> Required work
A. For the pandas tutorial below, say whether each statement agrees with it: (i) Series is described as a one dimensional labeled array; (ii) the notebook offers detailed explanations; (iii) pandas is said to have three types of data structures. Answer yes or no for each and quote the deciding words of the tutorial.
B. Duplicate a passage of the pandas tutorial below without any change. Begin at the words "6. [Summarize Data](#six)" and stop after the words "[Convert Data Types](#eleven)".

> Text shown
# Pandas Basic Tutorial

* **Pandas** : 
pandas is a fast, powerful, flexible and easy to use open source data analysis and manipulation tool especially for **Table data** and **Time-series data**
![212.png](attachment:212.png)
![2.png](attachment:2.png)

## Content
1. [Import Libraries](#one)
2. [Pandas Data Structure](#two)
3. [CSV, Excel and SQL databases](#three)
4. [Exporting Data](#four)
5. [Create Test Objects](#five)
6. [Summarize Data](#six)
7. [Selection & Filtering](#seven)
8. [Sort Data](#eight)
9. [Rename & Defining New & Change columns](#nine)
10. [Drop Data](#ten)
11. [Convert Data Types](#eleven)
<hr>

How to use this notebook :

There is only minimum explanation

This notebook could be helpful for who want to see how code works right away

Please upvote if it was helpful !! 
<hr>

<a id="one"></a>

# 1. Import Libraries

<hr>

In [None]:
import numpy as np
import pandas as pd
import seaborn as sns
import matplotlib.pyplot as plt

import os
print(os.listdir("../input/stocknews"))

<hr>

<a id="two"></a>

# 2. Pandas Data Structure

Pandas has two types of data structures

1. **Series** - one dimensional labeled array
![141.PNG](attachment:141.PNG)

> Data shown

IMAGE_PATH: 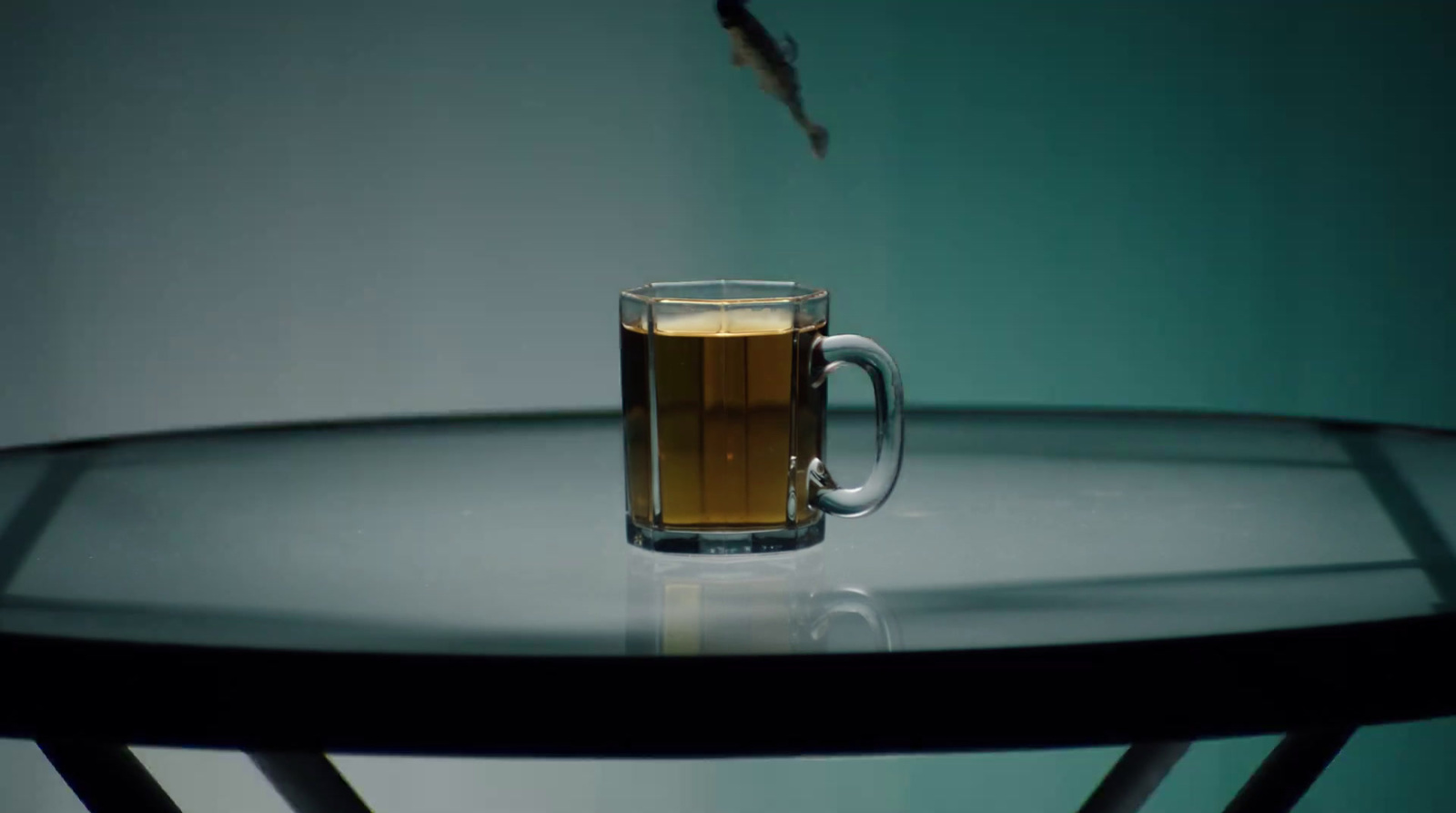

> Answers for this exercise
A.
(i) Yes: "one dimensional labeled array"
(ii) No: "There is only minimum explanation"
(iii) No: "Pandas has two types of data structures"

B.
6. [Summarize Data](#six)
7. [Selection & Filtering](#seven)
8. [Sort Data](#eight)
9. [Rename & Defining New & Change columns](#nine)
10. [Drop Data](#ten)
11. [Convert Data Types](#eleven)